Print only the lines from the top of the data through the line with "box: [268, 284, 285, 298]", both included, skipping every picture.

─── Dataset ───

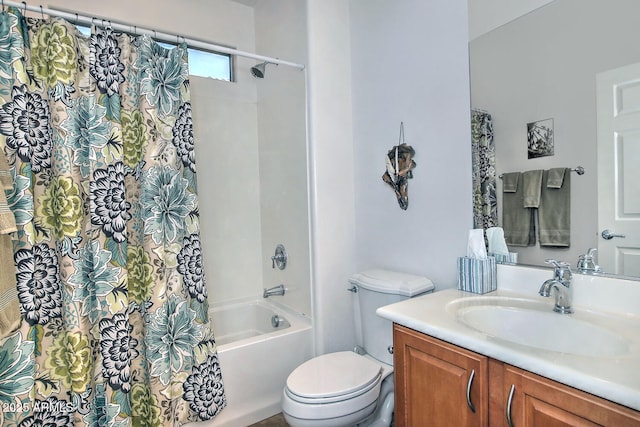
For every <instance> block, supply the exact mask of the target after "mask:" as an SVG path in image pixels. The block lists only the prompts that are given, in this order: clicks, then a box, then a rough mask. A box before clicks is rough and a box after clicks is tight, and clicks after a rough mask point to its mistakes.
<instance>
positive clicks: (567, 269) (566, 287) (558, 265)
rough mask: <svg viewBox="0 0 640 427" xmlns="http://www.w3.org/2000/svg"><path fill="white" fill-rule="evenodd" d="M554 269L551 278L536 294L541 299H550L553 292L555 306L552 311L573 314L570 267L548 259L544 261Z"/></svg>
mask: <svg viewBox="0 0 640 427" xmlns="http://www.w3.org/2000/svg"><path fill="white" fill-rule="evenodd" d="M545 262H546V263H547V264H551V265H553V267H554V270H553V278H552V279H549V280H545V282H544V283H543V284H542V286H541V287H540V290H539V291H538V293H539V294H540V295H542V296H543V297H550V296H551V290H555V297H556V304H555V306H554V307H553V311H555V312H557V313H561V314H569V313H573V308H572V307H571V304H572V302H573V288H572V287H571V279H572V278H573V276H572V274H571V267H570V266H569V264H567V263H566V262H560V261H556V260H554V259H548V260H546V261H545Z"/></svg>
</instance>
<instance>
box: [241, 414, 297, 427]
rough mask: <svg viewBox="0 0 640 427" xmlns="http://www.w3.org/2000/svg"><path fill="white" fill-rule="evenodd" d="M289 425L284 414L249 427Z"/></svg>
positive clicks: (281, 425) (276, 426)
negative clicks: (285, 419) (284, 416)
mask: <svg viewBox="0 0 640 427" xmlns="http://www.w3.org/2000/svg"><path fill="white" fill-rule="evenodd" d="M288 426H289V424H287V422H286V421H285V420H284V417H283V416H282V414H276V415H274V416H273V417H271V418H267V419H266V420H262V421H260V422H257V423H255V424H252V425H251V426H249V427H288Z"/></svg>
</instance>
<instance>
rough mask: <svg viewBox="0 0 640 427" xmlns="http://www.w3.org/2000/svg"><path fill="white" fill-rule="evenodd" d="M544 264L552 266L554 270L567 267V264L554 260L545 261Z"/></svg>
mask: <svg viewBox="0 0 640 427" xmlns="http://www.w3.org/2000/svg"><path fill="white" fill-rule="evenodd" d="M544 262H546V263H547V264H549V265H552V266H554V267H555V268H566V267H569V263H567V262H564V261H556V260H555V259H547V260H545V261H544Z"/></svg>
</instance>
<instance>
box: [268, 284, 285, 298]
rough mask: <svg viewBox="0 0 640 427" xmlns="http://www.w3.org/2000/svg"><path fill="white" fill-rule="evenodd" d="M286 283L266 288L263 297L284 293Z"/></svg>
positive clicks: (278, 294) (283, 293) (283, 294)
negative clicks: (272, 287) (269, 287)
mask: <svg viewBox="0 0 640 427" xmlns="http://www.w3.org/2000/svg"><path fill="white" fill-rule="evenodd" d="M285 290H286V289H285V287H284V285H278V286H274V287H273V288H265V289H264V292H263V293H262V298H269V297H271V296H274V295H284V291H285Z"/></svg>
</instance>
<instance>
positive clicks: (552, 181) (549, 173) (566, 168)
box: [547, 168, 567, 188]
mask: <svg viewBox="0 0 640 427" xmlns="http://www.w3.org/2000/svg"><path fill="white" fill-rule="evenodd" d="M566 169H567V168H554V169H549V178H548V179H547V188H562V183H563V182H564V171H565V170H566Z"/></svg>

───

• [Task answer]
For every <instance> block, supply the exact mask of the target after "mask:" as an SVG path in image pixels. The block lists only the prompts that are given, in this order: clicks, then a box, then a rough mask. A box before clicks is rough and a box after clicks is tight, and clicks after a rough mask point to its mistakes.
<instance>
positive clicks: (567, 269) (566, 287) (558, 265)
rough mask: <svg viewBox="0 0 640 427" xmlns="http://www.w3.org/2000/svg"><path fill="white" fill-rule="evenodd" d="M554 269L551 278L536 294L541 299H550L553 292L555 306L552 311L573 314L570 267L548 259L544 261Z"/></svg>
mask: <svg viewBox="0 0 640 427" xmlns="http://www.w3.org/2000/svg"><path fill="white" fill-rule="evenodd" d="M545 262H546V263H547V264H551V265H553V267H554V270H553V278H552V279H549V280H545V282H544V283H543V284H542V286H541V287H540V290H539V291H538V293H539V294H540V295H542V296H543V297H550V296H551V290H555V297H556V304H555V306H554V307H553V311H555V312H557V313H561V314H569V313H573V308H572V307H571V304H572V302H573V288H572V287H571V279H572V278H573V276H572V274H571V267H570V266H569V264H567V263H566V262H560V261H556V260H554V259H548V260H546V261H545Z"/></svg>
</instance>
<instance>
box: [241, 414, 297, 427]
rough mask: <svg viewBox="0 0 640 427" xmlns="http://www.w3.org/2000/svg"><path fill="white" fill-rule="evenodd" d="M289 425L284 414L249 427Z"/></svg>
positive clicks: (281, 425) (276, 426)
negative clicks: (285, 419) (284, 416)
mask: <svg viewBox="0 0 640 427" xmlns="http://www.w3.org/2000/svg"><path fill="white" fill-rule="evenodd" d="M288 426H289V424H287V422H286V421H285V420H284V417H283V416H282V414H276V415H274V416H273V417H271V418H267V419H266V420H262V421H260V422H257V423H255V424H252V425H251V426H249V427H288Z"/></svg>
</instance>
<instance>
rough mask: <svg viewBox="0 0 640 427" xmlns="http://www.w3.org/2000/svg"><path fill="white" fill-rule="evenodd" d="M544 264L552 266L554 270L567 267V264L554 260L545 261Z"/></svg>
mask: <svg viewBox="0 0 640 427" xmlns="http://www.w3.org/2000/svg"><path fill="white" fill-rule="evenodd" d="M544 262H546V263H547V264H549V265H552V266H554V267H555V268H566V267H569V263H567V262H564V261H556V260H555V259H547V260H545V261H544Z"/></svg>
</instance>
<instance>
box: [268, 284, 285, 298]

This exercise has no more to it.